- ASSIGNMENT -
Where does the string "white" occur in the records below? Copy every line that holds it.

- DATA TO PROCESS -
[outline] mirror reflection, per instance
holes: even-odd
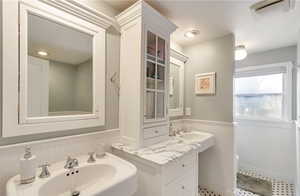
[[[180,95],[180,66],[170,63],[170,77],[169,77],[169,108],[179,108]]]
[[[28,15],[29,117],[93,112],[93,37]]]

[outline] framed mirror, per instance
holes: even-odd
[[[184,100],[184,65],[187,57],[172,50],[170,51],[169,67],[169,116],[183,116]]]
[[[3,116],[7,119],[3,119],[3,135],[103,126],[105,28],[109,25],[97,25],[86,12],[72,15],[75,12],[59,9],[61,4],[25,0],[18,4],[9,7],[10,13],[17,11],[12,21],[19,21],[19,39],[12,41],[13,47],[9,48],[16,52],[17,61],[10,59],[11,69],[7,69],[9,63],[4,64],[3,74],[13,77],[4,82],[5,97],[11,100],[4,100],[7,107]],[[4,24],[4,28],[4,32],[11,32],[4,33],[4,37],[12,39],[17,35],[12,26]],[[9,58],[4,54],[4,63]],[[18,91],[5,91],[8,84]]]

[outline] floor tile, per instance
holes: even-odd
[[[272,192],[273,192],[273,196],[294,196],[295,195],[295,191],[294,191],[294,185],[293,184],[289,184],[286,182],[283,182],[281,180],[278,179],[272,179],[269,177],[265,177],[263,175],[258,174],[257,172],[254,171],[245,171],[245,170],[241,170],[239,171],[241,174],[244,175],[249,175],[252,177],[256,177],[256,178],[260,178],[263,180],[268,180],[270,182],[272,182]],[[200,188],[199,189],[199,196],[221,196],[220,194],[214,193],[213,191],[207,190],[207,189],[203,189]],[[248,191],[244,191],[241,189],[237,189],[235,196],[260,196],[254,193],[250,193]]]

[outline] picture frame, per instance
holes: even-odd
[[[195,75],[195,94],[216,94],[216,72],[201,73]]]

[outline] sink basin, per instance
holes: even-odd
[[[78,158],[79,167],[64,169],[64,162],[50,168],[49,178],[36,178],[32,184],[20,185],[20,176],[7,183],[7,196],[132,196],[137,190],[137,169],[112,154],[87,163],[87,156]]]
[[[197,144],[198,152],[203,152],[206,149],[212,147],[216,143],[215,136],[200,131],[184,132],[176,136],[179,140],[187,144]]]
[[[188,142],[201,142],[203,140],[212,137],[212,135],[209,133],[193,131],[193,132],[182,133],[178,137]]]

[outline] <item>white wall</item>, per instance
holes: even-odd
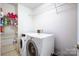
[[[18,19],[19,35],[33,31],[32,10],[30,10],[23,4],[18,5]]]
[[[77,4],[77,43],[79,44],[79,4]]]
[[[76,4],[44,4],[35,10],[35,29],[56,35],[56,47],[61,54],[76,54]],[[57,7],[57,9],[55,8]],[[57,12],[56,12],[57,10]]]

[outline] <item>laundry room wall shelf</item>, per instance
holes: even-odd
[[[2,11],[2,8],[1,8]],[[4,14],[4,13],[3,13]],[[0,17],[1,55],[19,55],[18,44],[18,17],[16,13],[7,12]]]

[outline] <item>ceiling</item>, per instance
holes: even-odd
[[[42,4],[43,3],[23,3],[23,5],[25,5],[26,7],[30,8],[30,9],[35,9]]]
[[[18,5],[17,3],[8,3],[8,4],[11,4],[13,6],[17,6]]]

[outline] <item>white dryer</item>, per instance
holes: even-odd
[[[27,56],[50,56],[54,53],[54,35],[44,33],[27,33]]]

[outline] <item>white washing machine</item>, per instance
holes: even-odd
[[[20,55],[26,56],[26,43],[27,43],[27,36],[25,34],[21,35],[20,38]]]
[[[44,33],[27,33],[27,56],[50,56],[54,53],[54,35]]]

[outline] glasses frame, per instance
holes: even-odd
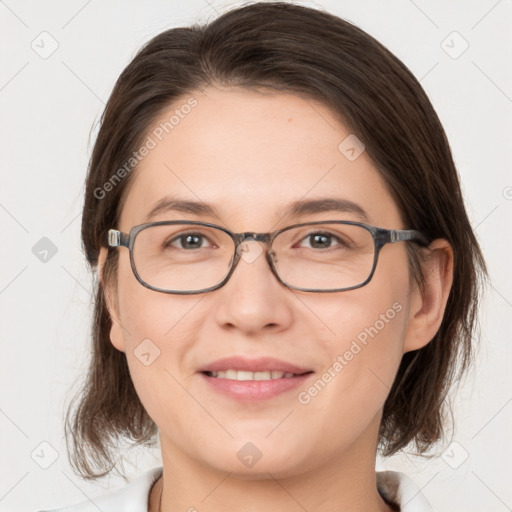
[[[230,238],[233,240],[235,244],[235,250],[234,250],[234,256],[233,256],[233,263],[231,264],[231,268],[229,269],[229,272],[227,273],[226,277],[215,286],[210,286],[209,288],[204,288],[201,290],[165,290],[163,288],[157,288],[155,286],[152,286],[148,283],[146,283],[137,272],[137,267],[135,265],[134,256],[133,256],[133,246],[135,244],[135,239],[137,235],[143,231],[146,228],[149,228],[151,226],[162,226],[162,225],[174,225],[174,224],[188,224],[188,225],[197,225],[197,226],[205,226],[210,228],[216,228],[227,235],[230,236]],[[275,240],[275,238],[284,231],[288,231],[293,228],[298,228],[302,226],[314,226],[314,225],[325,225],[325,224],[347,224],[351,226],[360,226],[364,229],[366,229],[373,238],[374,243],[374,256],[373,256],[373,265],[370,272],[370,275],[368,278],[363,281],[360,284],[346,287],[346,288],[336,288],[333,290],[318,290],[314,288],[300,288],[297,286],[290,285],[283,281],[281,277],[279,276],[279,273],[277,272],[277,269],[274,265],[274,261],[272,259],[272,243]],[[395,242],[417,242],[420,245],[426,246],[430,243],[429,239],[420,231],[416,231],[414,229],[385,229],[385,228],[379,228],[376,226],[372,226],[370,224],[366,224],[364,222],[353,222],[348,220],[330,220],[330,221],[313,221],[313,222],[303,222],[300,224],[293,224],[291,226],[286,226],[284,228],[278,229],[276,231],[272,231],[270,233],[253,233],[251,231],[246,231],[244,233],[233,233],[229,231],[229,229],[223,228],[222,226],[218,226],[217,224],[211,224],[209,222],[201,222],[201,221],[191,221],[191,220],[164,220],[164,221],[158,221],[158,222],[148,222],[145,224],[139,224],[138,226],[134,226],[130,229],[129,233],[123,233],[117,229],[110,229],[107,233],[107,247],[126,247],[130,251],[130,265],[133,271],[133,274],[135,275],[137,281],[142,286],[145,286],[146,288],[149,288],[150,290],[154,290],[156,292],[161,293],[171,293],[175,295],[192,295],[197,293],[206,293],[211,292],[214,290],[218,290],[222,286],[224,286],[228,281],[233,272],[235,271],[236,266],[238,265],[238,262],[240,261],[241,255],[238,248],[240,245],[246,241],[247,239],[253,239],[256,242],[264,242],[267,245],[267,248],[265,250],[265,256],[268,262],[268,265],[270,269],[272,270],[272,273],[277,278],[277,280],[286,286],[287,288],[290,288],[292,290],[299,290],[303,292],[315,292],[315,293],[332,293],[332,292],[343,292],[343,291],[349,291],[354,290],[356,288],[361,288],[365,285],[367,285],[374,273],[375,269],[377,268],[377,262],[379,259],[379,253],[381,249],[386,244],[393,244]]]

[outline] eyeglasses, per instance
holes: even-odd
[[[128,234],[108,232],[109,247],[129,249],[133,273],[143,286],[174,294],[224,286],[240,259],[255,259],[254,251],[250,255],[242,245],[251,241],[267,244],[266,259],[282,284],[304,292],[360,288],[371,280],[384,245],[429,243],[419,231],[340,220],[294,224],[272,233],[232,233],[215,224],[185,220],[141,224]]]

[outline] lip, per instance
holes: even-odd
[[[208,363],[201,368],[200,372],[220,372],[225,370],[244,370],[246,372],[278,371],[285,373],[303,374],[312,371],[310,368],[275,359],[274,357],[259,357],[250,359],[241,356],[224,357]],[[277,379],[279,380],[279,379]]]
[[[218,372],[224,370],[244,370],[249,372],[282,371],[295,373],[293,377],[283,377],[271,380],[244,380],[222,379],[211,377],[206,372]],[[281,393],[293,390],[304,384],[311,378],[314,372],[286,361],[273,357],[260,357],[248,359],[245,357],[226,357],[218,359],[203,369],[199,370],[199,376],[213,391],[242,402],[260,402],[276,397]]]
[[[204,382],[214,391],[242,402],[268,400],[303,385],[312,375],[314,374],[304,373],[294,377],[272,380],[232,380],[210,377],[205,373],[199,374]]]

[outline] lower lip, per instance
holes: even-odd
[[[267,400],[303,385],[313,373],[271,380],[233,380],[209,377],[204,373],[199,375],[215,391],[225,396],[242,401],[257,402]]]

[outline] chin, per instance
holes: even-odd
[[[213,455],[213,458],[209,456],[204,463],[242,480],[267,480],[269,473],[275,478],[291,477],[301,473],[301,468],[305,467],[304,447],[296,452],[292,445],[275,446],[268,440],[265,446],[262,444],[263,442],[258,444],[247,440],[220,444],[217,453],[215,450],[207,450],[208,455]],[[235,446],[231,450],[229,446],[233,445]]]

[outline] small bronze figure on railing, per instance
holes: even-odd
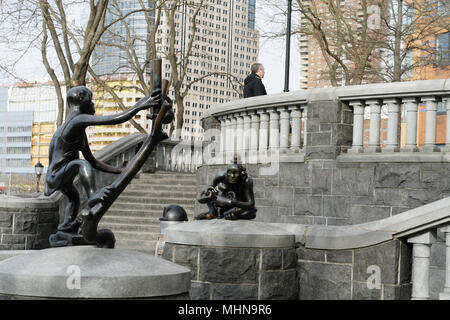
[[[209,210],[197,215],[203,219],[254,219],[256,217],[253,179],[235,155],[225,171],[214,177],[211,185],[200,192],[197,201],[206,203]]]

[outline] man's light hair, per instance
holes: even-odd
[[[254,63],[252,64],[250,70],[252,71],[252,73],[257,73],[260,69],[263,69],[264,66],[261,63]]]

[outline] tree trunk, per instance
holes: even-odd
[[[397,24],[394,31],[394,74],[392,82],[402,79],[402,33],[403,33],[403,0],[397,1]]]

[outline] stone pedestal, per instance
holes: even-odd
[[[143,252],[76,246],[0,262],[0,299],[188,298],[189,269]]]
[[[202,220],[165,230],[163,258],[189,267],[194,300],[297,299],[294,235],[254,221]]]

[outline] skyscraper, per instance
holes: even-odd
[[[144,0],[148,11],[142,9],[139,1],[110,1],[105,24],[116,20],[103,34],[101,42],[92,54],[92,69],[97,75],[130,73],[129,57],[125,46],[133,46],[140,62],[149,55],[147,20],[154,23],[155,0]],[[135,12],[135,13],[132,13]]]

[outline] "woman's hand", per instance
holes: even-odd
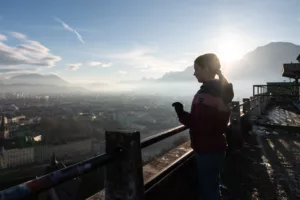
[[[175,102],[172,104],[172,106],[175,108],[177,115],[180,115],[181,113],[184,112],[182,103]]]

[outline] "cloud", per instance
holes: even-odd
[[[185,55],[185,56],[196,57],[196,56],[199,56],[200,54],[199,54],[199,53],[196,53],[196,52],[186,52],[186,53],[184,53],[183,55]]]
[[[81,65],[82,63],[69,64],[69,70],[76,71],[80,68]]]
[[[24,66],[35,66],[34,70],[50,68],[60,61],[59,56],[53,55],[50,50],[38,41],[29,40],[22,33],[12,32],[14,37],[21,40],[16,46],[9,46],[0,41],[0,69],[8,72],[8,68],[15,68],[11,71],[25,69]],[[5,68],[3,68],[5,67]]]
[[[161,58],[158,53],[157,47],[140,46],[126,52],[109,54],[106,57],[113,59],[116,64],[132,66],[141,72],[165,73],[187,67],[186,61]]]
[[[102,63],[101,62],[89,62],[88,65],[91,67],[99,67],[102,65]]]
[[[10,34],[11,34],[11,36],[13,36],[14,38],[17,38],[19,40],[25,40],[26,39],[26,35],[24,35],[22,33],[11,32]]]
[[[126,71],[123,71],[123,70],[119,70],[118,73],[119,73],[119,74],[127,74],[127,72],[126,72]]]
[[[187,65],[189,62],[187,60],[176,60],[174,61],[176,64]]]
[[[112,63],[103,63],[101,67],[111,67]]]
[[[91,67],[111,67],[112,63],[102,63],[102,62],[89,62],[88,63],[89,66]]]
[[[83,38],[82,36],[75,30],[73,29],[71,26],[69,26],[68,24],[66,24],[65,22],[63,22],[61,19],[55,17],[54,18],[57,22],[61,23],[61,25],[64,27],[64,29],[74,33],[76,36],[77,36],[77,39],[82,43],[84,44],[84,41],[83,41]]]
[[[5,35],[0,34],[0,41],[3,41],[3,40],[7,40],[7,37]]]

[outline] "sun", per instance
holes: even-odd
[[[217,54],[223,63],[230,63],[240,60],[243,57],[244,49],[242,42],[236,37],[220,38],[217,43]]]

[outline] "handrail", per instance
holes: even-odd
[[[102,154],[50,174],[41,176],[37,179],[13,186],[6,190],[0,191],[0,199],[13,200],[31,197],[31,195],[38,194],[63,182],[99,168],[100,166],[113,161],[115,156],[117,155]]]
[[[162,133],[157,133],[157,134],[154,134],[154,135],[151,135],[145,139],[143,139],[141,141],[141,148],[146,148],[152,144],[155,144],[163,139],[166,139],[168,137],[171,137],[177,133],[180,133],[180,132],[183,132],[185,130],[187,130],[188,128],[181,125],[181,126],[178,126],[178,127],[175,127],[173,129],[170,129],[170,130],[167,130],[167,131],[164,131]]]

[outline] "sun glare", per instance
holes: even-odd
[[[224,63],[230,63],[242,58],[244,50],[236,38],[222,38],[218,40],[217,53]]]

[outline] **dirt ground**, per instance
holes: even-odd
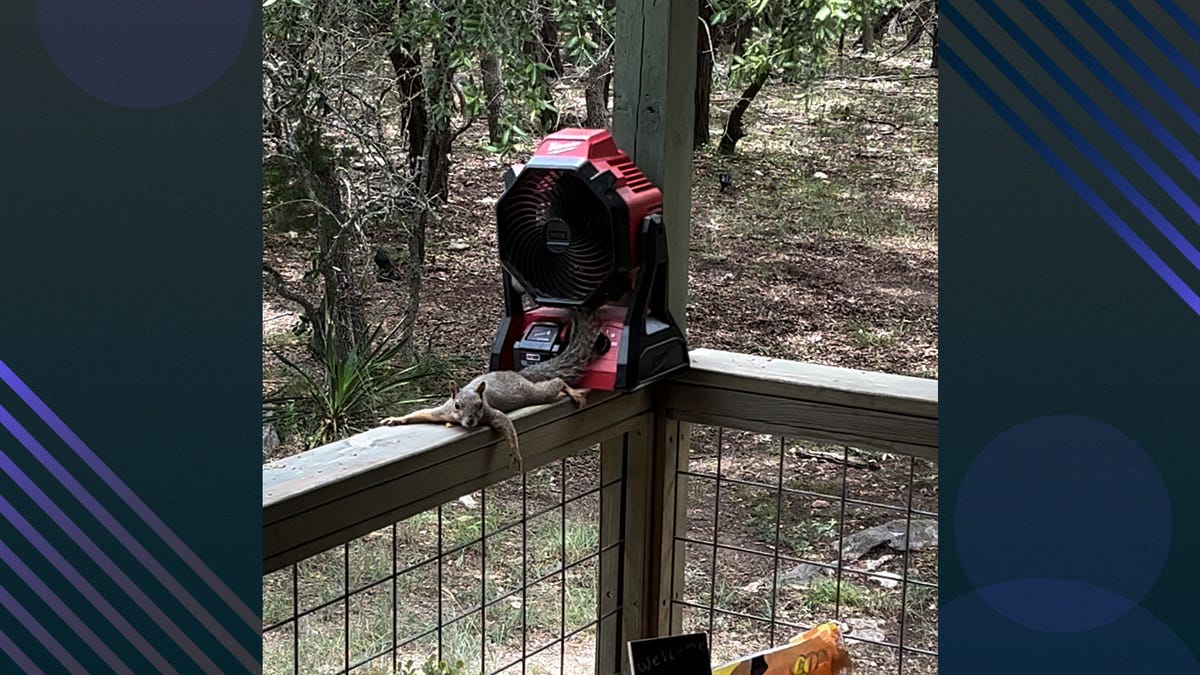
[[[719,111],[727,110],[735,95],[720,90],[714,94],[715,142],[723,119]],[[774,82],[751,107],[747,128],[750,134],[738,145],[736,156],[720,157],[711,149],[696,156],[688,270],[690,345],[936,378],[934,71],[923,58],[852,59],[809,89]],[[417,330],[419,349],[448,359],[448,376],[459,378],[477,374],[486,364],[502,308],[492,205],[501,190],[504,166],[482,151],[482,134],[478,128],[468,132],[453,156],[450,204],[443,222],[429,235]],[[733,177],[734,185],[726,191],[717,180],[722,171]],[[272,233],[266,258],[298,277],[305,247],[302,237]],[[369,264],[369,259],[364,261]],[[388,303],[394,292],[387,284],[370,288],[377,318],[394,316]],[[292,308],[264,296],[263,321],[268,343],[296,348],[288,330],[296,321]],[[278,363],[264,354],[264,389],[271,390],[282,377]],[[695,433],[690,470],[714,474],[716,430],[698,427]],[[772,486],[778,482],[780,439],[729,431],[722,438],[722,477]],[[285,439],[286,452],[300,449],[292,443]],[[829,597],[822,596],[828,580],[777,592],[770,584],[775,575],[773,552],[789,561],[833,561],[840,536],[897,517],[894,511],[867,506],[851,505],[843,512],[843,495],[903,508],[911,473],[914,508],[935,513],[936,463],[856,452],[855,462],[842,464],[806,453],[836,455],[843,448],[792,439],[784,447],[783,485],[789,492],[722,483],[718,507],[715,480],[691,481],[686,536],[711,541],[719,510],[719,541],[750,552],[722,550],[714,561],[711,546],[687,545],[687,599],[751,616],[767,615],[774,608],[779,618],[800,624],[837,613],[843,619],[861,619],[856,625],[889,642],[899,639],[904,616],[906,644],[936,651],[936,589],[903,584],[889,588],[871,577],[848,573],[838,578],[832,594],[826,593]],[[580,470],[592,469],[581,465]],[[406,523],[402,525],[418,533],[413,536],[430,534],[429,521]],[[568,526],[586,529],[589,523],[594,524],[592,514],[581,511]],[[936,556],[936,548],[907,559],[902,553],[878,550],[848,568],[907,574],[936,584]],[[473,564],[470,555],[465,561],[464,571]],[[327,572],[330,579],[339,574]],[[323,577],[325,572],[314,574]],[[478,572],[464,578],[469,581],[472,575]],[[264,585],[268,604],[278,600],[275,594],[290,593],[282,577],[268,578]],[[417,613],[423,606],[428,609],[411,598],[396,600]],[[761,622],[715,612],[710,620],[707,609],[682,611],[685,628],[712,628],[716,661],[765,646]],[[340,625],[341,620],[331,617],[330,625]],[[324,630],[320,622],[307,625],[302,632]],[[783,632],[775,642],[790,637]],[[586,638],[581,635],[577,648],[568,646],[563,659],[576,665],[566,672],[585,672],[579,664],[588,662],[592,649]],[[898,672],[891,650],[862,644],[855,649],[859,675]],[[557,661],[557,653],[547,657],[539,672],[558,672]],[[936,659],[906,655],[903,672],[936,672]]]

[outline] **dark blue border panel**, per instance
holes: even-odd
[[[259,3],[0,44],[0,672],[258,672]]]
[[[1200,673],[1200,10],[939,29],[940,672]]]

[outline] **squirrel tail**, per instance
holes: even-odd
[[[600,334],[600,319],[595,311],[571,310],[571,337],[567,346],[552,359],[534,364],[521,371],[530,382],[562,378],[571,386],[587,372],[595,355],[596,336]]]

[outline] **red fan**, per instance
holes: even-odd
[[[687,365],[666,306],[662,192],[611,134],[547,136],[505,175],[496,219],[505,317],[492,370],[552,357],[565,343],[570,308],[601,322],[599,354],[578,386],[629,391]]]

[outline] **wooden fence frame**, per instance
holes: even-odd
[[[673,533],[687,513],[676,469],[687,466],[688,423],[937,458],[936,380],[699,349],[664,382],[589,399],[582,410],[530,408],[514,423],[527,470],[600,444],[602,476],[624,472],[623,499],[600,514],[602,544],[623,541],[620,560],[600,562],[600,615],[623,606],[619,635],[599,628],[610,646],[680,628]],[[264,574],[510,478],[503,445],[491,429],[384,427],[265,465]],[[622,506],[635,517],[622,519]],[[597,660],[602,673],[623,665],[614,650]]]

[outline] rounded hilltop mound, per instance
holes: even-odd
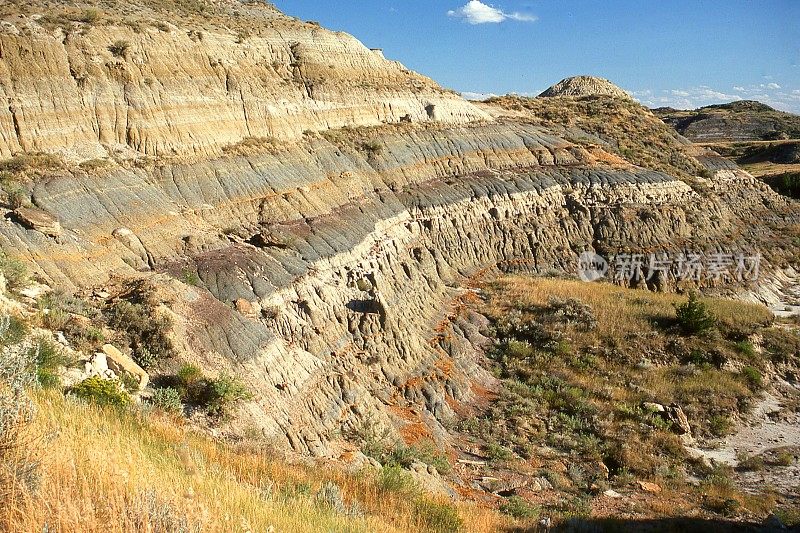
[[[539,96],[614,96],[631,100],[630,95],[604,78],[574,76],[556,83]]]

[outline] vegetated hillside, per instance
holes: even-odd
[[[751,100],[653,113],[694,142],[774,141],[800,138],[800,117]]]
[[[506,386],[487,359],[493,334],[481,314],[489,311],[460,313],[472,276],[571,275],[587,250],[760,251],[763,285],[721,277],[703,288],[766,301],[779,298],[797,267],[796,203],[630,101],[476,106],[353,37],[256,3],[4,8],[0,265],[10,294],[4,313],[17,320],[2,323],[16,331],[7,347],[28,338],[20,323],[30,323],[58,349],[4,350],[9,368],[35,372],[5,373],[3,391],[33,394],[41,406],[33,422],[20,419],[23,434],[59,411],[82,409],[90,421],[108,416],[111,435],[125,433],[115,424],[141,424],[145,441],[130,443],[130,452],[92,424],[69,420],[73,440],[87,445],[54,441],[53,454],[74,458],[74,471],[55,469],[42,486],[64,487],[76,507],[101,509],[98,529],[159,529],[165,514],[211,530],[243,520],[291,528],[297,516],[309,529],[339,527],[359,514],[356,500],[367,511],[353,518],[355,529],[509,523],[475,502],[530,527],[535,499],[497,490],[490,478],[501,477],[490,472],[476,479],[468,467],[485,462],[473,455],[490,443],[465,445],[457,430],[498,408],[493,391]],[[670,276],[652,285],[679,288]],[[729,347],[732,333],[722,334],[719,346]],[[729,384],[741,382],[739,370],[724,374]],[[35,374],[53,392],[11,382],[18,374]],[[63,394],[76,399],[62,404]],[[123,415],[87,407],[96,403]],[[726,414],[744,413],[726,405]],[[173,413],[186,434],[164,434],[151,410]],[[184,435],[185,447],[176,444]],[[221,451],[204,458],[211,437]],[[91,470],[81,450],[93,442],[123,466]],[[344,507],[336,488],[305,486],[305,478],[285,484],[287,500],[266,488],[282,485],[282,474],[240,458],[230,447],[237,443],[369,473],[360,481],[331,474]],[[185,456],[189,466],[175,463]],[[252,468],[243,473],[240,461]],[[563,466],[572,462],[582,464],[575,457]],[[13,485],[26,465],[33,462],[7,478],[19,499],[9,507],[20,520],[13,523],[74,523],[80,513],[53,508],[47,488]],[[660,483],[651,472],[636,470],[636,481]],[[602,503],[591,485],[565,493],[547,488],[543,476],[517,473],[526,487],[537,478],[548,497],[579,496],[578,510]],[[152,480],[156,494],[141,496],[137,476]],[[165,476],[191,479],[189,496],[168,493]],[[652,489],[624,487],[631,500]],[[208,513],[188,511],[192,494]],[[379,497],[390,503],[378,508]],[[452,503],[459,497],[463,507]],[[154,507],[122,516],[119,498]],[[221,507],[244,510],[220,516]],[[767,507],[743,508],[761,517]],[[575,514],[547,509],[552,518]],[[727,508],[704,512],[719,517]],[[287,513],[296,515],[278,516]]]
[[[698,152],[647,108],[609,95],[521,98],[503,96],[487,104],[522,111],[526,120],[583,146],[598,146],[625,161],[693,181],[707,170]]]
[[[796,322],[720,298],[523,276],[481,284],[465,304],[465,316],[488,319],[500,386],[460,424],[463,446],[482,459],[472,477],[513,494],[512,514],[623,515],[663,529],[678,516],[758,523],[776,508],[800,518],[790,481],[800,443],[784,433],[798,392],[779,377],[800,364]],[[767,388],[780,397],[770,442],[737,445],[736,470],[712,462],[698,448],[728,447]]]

- RESPONSE TO THE EXERCISE -
[outline] <item>white wall</item>, per instance
[outline] <item>white dryer</item>, per instance
[outline] <item>white washing machine</item>, per instance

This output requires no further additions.